● **WHAT THIS TASK INVOLVES**: When a line of the records below contains the string "emblem", copy that whole line.

Region pointing data
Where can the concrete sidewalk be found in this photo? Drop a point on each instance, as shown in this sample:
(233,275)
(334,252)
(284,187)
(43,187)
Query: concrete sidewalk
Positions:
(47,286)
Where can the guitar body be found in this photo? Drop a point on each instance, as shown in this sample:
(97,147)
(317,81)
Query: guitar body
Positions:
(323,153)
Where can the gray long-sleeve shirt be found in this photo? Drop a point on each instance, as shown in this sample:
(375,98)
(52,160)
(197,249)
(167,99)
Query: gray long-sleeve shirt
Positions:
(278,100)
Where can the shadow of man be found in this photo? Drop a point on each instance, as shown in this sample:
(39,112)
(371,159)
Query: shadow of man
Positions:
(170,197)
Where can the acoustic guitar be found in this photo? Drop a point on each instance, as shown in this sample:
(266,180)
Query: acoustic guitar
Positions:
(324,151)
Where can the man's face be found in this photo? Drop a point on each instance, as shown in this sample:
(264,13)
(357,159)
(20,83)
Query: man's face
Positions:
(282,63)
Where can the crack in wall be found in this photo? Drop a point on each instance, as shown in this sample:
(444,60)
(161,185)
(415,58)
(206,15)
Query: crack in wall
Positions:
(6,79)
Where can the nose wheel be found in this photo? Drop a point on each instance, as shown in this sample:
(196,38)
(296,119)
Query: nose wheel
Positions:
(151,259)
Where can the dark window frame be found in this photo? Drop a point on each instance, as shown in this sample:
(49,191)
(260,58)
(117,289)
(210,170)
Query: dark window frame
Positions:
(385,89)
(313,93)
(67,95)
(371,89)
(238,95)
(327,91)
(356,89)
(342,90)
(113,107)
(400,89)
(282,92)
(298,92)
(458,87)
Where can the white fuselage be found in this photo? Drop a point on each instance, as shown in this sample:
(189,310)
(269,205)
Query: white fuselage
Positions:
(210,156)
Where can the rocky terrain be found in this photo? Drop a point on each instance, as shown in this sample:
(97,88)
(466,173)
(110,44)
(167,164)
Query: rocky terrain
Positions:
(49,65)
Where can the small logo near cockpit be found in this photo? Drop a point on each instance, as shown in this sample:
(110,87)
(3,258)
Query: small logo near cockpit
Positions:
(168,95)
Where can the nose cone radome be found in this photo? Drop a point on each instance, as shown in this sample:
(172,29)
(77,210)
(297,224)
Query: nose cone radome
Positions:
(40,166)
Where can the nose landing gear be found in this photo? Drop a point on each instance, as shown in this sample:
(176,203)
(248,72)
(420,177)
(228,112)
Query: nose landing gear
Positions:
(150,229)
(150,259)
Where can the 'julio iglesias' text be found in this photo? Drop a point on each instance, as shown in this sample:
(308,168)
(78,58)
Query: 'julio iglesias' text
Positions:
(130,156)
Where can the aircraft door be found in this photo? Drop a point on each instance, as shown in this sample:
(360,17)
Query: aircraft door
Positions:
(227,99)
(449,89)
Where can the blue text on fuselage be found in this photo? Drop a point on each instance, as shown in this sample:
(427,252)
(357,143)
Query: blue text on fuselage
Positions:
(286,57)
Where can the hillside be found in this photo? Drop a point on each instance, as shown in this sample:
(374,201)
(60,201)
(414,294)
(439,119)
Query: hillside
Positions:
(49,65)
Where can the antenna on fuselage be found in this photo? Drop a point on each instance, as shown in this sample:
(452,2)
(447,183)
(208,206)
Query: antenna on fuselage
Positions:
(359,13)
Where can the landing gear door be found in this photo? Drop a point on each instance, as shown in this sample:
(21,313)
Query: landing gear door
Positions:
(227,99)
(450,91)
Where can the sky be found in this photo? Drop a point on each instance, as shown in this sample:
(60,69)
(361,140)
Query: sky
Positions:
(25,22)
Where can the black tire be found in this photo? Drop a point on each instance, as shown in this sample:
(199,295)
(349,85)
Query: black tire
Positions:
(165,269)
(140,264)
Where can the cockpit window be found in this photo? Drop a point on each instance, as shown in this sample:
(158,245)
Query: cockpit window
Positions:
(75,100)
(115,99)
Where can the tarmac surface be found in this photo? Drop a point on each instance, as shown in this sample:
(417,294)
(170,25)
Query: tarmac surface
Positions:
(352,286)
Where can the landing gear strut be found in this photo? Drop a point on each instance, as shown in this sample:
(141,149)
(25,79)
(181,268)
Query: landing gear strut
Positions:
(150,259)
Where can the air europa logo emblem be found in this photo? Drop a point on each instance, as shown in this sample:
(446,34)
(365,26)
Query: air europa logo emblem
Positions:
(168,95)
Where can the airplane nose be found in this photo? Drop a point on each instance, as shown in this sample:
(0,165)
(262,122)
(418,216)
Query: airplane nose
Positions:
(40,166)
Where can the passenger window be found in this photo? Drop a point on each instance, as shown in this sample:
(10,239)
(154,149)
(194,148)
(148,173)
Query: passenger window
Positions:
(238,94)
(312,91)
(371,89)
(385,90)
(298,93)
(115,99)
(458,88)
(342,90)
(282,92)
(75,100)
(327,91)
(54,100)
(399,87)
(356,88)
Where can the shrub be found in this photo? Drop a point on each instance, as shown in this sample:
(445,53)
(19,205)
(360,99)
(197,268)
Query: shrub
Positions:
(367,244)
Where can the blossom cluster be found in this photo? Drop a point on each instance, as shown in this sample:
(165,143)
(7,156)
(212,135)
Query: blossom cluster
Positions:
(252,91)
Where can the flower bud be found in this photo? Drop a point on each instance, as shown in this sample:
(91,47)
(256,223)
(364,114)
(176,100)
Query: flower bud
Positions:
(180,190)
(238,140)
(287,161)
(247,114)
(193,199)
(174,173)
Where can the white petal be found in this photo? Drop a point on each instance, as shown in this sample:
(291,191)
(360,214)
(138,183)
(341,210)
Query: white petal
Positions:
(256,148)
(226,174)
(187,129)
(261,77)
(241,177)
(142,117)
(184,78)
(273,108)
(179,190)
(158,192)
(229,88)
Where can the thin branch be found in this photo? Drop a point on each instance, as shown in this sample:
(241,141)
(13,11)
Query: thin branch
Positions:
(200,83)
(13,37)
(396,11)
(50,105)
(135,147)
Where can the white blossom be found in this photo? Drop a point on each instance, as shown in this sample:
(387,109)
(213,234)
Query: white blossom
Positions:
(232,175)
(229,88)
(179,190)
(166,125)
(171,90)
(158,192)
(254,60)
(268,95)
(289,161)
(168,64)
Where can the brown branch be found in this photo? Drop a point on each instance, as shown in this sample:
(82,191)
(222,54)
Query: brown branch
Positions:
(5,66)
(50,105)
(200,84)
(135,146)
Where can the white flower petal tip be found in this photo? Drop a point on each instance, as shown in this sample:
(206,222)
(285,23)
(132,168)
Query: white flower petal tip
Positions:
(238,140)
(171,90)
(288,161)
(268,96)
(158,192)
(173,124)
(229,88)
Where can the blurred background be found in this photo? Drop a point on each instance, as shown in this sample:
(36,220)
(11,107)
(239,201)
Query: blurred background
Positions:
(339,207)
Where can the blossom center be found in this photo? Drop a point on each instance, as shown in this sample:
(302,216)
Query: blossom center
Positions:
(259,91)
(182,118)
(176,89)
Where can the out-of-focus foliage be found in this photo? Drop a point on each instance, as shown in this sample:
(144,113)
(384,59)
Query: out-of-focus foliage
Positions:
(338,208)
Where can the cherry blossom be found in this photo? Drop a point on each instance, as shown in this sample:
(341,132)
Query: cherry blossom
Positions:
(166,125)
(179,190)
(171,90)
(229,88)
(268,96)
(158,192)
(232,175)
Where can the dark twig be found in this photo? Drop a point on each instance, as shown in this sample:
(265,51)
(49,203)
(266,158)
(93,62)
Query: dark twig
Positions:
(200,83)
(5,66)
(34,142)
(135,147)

● **ANSWER BELOW**:
Where can the air europa logo emblem be found in this photo? Drop a point on each instance, as shown in this sample:
Query: air europa logo emblem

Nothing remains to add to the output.